Exercise brief ▸ Retype only what runs from the line that contains "Annotate the round" through the last line of the listing below, both lines included.

Dataset excerpts ▸
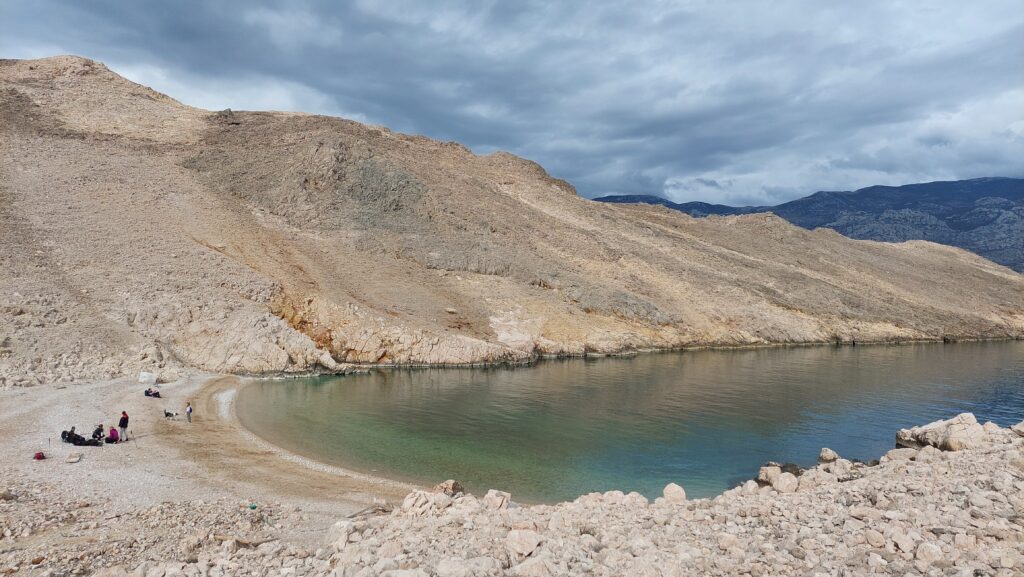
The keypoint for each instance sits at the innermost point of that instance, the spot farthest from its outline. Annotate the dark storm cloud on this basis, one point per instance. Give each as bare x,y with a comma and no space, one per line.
749,102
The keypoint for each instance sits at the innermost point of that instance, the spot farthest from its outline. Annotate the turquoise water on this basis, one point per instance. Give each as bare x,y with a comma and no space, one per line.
704,419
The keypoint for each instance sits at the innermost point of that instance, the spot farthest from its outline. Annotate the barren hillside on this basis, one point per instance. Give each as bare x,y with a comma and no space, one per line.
139,233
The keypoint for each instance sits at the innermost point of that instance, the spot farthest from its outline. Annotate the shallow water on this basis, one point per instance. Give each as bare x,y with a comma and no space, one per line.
704,419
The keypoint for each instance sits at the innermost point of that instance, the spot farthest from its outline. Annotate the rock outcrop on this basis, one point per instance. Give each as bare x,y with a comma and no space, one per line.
921,511
962,431
137,234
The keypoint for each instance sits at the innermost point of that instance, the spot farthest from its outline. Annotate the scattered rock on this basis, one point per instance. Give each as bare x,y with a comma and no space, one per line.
785,483
450,488
962,431
674,493
827,455
522,542
497,499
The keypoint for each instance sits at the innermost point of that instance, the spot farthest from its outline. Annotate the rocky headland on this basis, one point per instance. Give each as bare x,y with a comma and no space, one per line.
140,234
954,505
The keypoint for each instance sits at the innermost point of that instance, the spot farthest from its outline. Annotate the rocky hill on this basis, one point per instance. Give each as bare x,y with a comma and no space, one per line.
983,215
137,233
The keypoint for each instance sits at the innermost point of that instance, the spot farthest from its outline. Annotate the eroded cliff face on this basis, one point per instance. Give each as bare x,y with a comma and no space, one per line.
142,234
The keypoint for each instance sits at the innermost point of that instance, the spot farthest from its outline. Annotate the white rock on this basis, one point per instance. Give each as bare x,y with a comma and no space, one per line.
537,567
496,499
785,483
826,455
962,431
767,475
522,542
727,540
674,493
875,538
929,552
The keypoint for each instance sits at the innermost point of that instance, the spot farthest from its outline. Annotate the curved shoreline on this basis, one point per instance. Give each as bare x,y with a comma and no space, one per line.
225,400
355,368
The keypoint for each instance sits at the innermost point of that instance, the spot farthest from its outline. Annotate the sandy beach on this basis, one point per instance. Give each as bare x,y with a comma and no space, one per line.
212,459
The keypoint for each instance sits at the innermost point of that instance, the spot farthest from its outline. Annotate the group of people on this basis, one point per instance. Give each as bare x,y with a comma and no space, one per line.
99,436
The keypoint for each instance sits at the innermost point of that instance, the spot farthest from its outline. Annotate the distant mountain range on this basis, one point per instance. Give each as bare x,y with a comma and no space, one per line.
983,215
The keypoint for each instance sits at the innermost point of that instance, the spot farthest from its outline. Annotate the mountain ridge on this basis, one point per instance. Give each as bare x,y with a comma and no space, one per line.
984,215
140,234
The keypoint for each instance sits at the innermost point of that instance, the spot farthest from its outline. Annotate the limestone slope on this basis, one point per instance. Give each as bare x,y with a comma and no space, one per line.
139,233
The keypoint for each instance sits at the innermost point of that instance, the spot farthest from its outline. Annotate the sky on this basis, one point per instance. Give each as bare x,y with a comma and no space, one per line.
743,101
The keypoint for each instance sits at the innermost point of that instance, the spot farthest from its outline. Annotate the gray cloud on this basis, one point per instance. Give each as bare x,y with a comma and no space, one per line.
747,102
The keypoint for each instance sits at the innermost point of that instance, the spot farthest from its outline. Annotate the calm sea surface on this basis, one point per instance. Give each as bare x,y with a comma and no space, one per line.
704,419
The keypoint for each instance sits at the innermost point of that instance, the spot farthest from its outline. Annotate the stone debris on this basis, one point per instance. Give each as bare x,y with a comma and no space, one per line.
450,488
962,431
674,493
827,455
924,511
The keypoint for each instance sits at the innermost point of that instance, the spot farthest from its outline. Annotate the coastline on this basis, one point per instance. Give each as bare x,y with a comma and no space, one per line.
354,368
203,500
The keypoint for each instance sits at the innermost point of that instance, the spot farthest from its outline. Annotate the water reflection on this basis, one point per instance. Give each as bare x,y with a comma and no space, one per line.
706,419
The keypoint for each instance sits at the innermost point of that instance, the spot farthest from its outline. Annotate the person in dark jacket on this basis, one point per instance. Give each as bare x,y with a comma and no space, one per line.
123,425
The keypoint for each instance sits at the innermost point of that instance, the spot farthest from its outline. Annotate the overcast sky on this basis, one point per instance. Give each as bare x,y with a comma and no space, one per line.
740,102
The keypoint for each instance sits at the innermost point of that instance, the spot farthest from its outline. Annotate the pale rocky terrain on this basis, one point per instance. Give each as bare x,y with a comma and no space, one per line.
140,234
919,511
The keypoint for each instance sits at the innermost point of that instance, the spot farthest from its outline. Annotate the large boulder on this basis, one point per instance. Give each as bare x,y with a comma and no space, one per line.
450,488
674,493
827,455
785,483
962,431
497,499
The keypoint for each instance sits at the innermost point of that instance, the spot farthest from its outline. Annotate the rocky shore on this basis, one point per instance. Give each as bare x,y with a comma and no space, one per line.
952,506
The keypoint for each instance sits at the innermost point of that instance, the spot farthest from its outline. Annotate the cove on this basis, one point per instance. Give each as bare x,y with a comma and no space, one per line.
705,419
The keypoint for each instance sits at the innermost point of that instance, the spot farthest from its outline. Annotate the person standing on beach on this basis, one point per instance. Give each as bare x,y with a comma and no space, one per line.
123,425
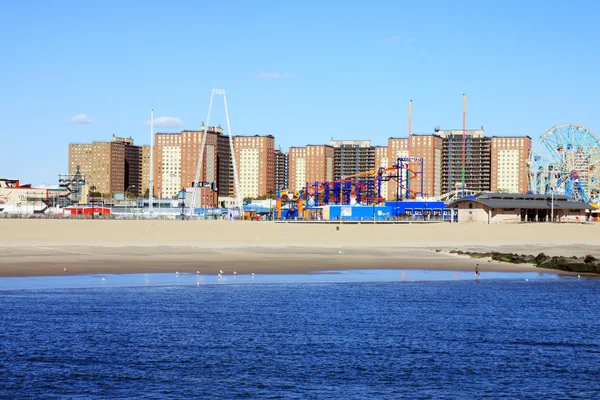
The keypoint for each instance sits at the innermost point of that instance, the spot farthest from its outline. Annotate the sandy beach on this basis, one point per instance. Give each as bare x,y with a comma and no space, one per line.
46,247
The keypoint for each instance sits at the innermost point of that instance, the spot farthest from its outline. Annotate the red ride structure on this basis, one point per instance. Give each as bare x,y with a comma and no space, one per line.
365,188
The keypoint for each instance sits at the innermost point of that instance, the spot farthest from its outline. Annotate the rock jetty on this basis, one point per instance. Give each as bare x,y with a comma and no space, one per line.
587,264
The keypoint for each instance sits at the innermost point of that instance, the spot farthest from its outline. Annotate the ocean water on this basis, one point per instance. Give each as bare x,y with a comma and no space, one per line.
513,336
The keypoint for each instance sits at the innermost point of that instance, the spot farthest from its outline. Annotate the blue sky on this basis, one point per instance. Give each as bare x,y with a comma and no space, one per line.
304,71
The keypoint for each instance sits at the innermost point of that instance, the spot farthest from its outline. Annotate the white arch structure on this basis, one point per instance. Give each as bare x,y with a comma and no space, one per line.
218,92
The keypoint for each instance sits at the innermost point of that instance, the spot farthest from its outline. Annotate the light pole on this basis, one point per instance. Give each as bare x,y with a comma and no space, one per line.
552,206
127,190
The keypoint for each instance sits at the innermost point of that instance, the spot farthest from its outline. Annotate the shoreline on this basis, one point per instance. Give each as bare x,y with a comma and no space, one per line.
283,260
45,247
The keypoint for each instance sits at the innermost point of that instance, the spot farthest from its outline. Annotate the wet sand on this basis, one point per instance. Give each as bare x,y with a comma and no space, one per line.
46,247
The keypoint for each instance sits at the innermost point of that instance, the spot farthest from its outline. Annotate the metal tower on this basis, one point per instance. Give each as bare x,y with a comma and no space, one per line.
201,155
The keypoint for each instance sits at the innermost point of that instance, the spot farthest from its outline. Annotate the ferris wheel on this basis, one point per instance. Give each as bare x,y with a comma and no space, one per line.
566,160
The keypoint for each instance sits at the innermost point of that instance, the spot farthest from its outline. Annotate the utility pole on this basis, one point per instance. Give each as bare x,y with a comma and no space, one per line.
151,183
464,141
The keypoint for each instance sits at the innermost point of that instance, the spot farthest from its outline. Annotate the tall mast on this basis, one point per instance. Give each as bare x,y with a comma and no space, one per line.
409,124
464,141
151,183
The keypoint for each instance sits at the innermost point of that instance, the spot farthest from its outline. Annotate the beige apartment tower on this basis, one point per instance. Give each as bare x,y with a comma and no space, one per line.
509,155
296,168
108,167
167,164
255,157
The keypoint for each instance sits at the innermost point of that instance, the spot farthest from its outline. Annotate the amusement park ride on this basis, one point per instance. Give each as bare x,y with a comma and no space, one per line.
565,161
365,188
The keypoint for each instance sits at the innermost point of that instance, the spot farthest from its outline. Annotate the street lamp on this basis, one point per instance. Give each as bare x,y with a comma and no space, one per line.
552,206
127,190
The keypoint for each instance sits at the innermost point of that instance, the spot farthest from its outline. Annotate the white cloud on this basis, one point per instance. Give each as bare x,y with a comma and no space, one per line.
80,119
165,122
275,75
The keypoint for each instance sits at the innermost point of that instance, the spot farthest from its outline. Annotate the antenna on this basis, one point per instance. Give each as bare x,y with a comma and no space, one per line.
201,155
409,124
464,141
151,183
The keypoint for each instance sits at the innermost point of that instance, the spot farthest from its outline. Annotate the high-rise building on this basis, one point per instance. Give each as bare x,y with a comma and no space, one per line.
310,164
297,168
108,167
145,168
281,169
423,179
352,157
255,158
477,160
397,148
382,161
167,164
509,155
191,142
319,163
224,165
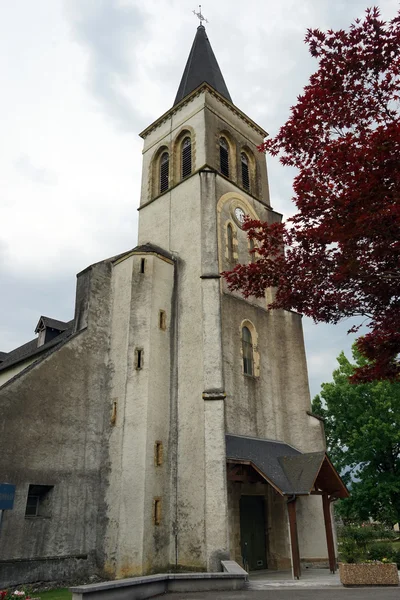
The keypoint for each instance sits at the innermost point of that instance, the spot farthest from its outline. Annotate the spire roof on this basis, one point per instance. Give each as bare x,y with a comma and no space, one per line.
201,67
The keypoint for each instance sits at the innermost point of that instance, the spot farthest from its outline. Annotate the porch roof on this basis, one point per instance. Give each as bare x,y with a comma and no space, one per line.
287,469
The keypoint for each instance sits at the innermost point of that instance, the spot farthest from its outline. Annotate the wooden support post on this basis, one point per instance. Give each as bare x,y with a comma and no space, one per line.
329,533
294,540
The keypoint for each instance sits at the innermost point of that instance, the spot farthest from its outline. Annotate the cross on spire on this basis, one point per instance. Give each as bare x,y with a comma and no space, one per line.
200,16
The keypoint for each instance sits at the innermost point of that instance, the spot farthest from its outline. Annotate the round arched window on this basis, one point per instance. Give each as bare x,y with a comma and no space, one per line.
247,351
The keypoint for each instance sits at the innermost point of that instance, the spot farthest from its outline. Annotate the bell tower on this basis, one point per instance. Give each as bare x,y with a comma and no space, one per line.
233,367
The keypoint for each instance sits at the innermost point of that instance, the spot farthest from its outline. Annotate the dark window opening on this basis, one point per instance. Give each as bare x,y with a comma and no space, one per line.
247,349
38,501
162,320
253,257
164,172
224,157
231,257
245,171
186,166
158,454
139,358
157,511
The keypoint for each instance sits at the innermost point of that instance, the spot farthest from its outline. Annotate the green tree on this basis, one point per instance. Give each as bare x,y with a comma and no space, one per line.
362,426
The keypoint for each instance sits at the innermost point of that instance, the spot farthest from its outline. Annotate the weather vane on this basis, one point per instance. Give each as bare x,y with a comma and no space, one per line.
200,16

Response ▸
The keypoint for each instance sits at the innermost point of that instance, the spot farthest from its outline. Annotate the round arched window on this basis, one point per instance. Give each as bare x,y with a comma and no space, one per line.
247,351
The keypoint for each instance sits at the innermost point of that instance, the spot farthest from its outline. Annotate the bell tower on this basis, one point per instance. Give each as bare x,y with a comma and no space, one per line.
233,367
The keypoint for each instance sits at the innermost point of that instance, the spot farthest from its outline. Annotate the dark window opening on this basis, one point per instance. Give each as bare x,y with a comma and no space, one per line.
247,349
38,501
162,320
253,257
164,172
224,157
231,257
245,171
186,166
158,454
139,358
157,511
The keypoint for each instance sits at the innermost point of that instance, the spot farthest from its outline. Annotate the green tree on this basis, one point per instance. Give each as bare x,y with a comma and no space, one per line.
362,426
The keypoint for each instance sits at the innermost point of that instance, the spot farthest from its outline. Annotate the weather vane on this basis, one point per instance. Give each as bare x,y with a comma and no space, one per line.
200,16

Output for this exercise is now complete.